# [Records for this task]
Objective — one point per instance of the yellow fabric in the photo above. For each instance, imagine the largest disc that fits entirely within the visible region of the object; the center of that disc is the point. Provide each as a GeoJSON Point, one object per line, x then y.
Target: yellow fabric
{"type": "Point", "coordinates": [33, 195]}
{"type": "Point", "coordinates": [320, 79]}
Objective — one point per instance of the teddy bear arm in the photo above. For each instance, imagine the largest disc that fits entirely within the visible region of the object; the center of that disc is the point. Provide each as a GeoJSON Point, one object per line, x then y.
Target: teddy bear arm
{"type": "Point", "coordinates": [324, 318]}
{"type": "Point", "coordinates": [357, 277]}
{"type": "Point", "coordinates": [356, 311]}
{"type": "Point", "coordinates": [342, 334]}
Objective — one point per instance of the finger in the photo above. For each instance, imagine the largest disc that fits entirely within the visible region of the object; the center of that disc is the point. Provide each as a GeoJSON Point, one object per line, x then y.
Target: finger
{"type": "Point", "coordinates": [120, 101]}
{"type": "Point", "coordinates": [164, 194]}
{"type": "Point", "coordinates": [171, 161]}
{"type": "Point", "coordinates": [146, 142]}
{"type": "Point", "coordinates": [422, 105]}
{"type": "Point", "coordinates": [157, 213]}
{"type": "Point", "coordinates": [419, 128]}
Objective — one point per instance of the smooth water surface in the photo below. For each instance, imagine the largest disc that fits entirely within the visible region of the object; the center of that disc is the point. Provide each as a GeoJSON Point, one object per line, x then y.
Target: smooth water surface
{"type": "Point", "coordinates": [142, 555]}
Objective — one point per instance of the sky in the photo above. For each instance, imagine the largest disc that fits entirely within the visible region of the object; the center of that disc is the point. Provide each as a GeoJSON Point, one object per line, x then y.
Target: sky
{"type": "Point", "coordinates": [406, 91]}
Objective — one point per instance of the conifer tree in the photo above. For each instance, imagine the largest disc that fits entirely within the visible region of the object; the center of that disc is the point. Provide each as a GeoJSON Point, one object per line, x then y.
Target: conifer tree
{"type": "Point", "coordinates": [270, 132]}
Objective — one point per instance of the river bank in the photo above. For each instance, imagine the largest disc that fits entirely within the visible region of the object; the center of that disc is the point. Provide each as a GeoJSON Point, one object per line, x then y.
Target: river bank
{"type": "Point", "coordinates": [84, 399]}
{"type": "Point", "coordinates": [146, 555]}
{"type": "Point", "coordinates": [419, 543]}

# [Task]
Your task is to repeat each line of the material exactly.

# [Response to the task]
Objective — one point per instance of the yellow fabric in the photo above. For each instance, imagine the largest disc that fits entirely within the visible region of the object; the center of that disc is the point. Provide each as a GeoJSON Point, one object per line, x then y.
Target: yellow fabric
{"type": "Point", "coordinates": [33, 195]}
{"type": "Point", "coordinates": [320, 79]}
Objective — one point per instance of the teddy bear arm in the photo above. For each instance, imagine the largest disc that fits entirely within the visible region of the object; the center of that disc is the point. Provide each as a GeoJSON Point, one object per line, x then y.
Target: teddy bear arm
{"type": "Point", "coordinates": [324, 318]}
{"type": "Point", "coordinates": [357, 277]}
{"type": "Point", "coordinates": [356, 311]}
{"type": "Point", "coordinates": [342, 334]}
Objective — one point per instance of the finger in the photo above. For each instance, imagine the largest disc that fits entirely within the visible region of the object; the center of that disc is the point. Provide each as a GeoJSON Point, one object per line, x then y.
Target: finger
{"type": "Point", "coordinates": [120, 101]}
{"type": "Point", "coordinates": [164, 194]}
{"type": "Point", "coordinates": [171, 161]}
{"type": "Point", "coordinates": [146, 142]}
{"type": "Point", "coordinates": [422, 105]}
{"type": "Point", "coordinates": [157, 213]}
{"type": "Point", "coordinates": [419, 128]}
Objective — one point per instance of the smooth water surface in the photo below. For each instance, imagine the largest disc that fits entirely within the visible region of the object; the center of that disc is the point. Provide each as a GeoJSON Point, one object per line, x then y.
Target: smooth water surface
{"type": "Point", "coordinates": [142, 555]}
Objective — one point per instance of the sky in the photo above. For each instance, imagine the largest disc that fits entirely within the visible region of the object; the center of that disc is the point. Provide each as a GeoJSON Point, one object per line, x then y.
Target: sky
{"type": "Point", "coordinates": [406, 91]}
Objective — one point per instance of the conifer tree in the photo above. For each instance, imagine the largest disc that fits entirely within the visible region of the object; the center of that disc is the point. Provide each as a GeoJSON Point, one object per line, x then y.
Target: conifer tree
{"type": "Point", "coordinates": [270, 132]}
Objective — one point per instance of the river bank in the photo above. For each instance, imagine the largest disc that fits entirely within the visible region of the object; the center of that disc is the point. Provide each as a GeoJSON Point, one object per line, x then y.
Target: river bank
{"type": "Point", "coordinates": [84, 399]}
{"type": "Point", "coordinates": [146, 555]}
{"type": "Point", "coordinates": [419, 543]}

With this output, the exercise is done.